Currently Enrolling Trials
Oxytrol (oxybutynin transdermal system), is a transdermal patch designed to deliver oxybutynin continuously and consistently over a 3- to 4-day interval after application to intact skin.
Oxytrol is indicated for the treatment of men with overactive bladder with symptoms of urge urinary incontinence, urgency, and frequency.
Oxytrol is available as a 39 cm2 patch system containing 36 mg of oxybutynin. The dose of Oxytrol is one 3.9 mg/day system applied twice weekly (every 3 to 4 days).
Mechanism of Action
Oxybutynin is an antispasmodic, anticholinergic agent. The active ingredient is dissolved in the thin layer of adhesive that sticks the patch to the skin. Oxytrol delivers the medicine slowly and constantly through the skin and into the bloodstream for the 3 or 4 days that the patch is worn. Oxytrol's transdermal delivery system delivers 3.9 mg per day of oxybutynin consistently and continuously through the skin into the bloodstream, bypassing initial metabolism in the liver and the gastrointestinal tract that occurs with oral medications, providing relief of overactive bladder symptoms for up to four days.
Adverse events associated with the use of Oxytrol may include (but are not limited to) the following:
- Dry mouth
- Abdominal pain
- Application site pruritus
- Application site erythema
- Application site vesicles
Clinical Trial Results
FDA approval of Oxytrol was based on the efficacy and safety evaluated in patients with urge/urinary incontinence in two phase III controlled studies and one open-label extension study.

Collection entries
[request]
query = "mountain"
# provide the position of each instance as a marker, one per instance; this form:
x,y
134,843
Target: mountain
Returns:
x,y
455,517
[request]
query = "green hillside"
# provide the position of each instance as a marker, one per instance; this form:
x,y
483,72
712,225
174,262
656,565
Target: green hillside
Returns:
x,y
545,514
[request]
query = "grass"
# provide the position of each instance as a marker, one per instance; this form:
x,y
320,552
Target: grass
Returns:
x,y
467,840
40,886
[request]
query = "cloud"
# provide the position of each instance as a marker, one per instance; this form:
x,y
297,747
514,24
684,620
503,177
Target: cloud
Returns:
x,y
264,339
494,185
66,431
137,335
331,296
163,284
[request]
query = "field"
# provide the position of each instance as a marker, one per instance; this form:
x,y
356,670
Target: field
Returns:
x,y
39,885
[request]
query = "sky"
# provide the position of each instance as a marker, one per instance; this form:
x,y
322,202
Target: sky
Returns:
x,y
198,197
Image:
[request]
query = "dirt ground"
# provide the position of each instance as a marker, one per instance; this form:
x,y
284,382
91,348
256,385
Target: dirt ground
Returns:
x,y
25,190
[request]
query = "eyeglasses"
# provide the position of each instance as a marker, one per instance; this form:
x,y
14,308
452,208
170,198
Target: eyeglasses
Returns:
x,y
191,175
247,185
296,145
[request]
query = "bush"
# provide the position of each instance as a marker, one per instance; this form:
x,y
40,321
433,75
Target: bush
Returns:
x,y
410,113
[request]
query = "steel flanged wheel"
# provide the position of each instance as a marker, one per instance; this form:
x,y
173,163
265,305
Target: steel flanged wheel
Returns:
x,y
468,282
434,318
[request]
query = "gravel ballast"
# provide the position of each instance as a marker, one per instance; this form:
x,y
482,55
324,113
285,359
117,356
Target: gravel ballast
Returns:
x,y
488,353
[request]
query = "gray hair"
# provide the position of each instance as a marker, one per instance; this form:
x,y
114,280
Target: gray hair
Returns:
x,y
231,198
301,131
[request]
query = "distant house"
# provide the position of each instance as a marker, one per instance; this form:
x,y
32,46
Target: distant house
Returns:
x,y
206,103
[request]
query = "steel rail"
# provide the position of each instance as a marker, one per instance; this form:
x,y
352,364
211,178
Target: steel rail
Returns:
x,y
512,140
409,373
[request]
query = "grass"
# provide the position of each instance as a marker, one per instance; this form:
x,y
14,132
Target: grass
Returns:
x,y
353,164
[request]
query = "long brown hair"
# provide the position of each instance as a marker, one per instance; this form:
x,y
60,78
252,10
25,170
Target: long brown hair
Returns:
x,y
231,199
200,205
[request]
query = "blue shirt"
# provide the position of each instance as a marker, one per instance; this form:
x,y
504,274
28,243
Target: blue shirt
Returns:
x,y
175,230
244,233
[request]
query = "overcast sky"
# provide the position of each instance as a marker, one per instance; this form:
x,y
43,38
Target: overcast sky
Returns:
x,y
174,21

▶ [Work required]:
Continue the Oxytrol drug profile, picking up immediately after its final sentence. The collection entries above are independent material and have no connection to the Oxytrol text.

▶ [Answer space]:
Study 1 was a randomized, double blind, placebo-controlled study, comparing the safety and efficacy of Oxytrol at dose levels of 1.3, 2.6, and 3.9 mg/day to placebo in 520 subjects. Results showed that subjects experienced a significant reduction in weekly incontinence episodes, urinary frequency, and urinary void volume in active treatment groups versus placebo. An open-label, dose titration treatment extension allowed continued treatment for up to an additional 40 weeks for patients completing the double-blind period. All subjects had urge or mixed incontinence with incontinence episodes of at least 10 per week, and at least 8 micturitions per day.
Study 2 was a randomized, double blind, double-dummy trial comparing the safety and efficacy of Oxytrol 3.9 mg/day versus active and placebo controls in 361 subjects. All subjects had urge or mixed incontinence and had achieved a beneficial response from the anticholinergic treatment they were using at the time of study entry. Results showed a significant reduction in daily incontinence episodes, urinary frequency, and urinary void volume between placebo and active treatment groups.